§ **Directions for this task**
Working from the material below, print the lines from the line holding "white gopuram tower -> point" through its final line, inclusive, exactly and with nothing else; pictures are excluded.

(Image object location entries)

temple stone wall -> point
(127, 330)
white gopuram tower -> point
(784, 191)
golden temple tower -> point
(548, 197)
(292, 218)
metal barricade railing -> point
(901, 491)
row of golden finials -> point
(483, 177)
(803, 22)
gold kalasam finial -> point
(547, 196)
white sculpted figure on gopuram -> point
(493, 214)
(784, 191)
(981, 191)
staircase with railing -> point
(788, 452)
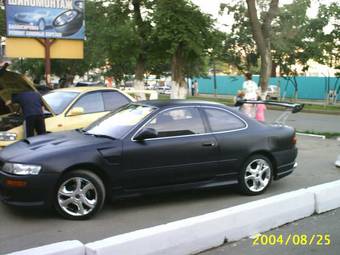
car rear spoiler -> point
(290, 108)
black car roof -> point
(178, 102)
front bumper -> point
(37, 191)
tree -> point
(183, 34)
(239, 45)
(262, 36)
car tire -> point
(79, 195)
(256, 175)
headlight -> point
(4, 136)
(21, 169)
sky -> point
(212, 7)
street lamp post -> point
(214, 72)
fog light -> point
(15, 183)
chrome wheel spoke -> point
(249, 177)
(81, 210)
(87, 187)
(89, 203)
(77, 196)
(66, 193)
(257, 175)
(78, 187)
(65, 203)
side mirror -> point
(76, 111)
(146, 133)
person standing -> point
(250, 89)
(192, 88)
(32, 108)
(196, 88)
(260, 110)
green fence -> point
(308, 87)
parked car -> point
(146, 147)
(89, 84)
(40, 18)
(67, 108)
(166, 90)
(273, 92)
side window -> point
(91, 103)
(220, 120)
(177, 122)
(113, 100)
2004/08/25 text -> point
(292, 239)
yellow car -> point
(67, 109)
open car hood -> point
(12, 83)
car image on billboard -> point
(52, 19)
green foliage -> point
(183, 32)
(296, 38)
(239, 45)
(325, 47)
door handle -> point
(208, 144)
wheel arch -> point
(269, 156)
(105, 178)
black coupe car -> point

§ **Task result**
white gopuram tower -> point
(784, 191)
golden temple tower -> point
(548, 197)
(292, 218)
metal barricade railing -> point
(901, 491)
row of golden finials -> point
(483, 177)
(803, 22)
gold kalasam finial -> point
(547, 196)
white sculpted figure on gopuram -> point
(493, 214)
(784, 191)
(981, 191)
staircase with railing -> point
(788, 452)
car rear spoiler -> point
(290, 108)
black car roof -> point
(178, 102)
front bumper -> point
(37, 191)
tree -> point
(183, 34)
(239, 45)
(262, 36)
car tire -> point
(79, 195)
(256, 175)
headlight -> point
(4, 136)
(21, 169)
sky -> point
(212, 7)
street lamp post -> point
(214, 72)
fog light -> point
(15, 183)
chrome wheel spoke -> point
(249, 177)
(81, 210)
(87, 187)
(89, 203)
(77, 196)
(66, 193)
(257, 175)
(78, 187)
(65, 203)
side mirror -> point
(76, 111)
(146, 133)
person standing -> point
(250, 89)
(192, 88)
(32, 108)
(196, 88)
(260, 110)
green fence -> point
(308, 87)
parked car -> point
(146, 147)
(89, 84)
(40, 18)
(67, 108)
(166, 90)
(273, 92)
side window -> point
(91, 103)
(220, 120)
(177, 122)
(113, 100)
2004/08/25 text -> point
(292, 239)
yellow car -> point
(67, 109)
open car hood -> point
(12, 83)
car image on billboard -> point
(52, 19)
green foliage -> point
(183, 32)
(296, 38)
(239, 45)
(325, 47)
door handle -> point
(208, 144)
wheel arch -> point
(269, 156)
(105, 178)
black coupe car -> point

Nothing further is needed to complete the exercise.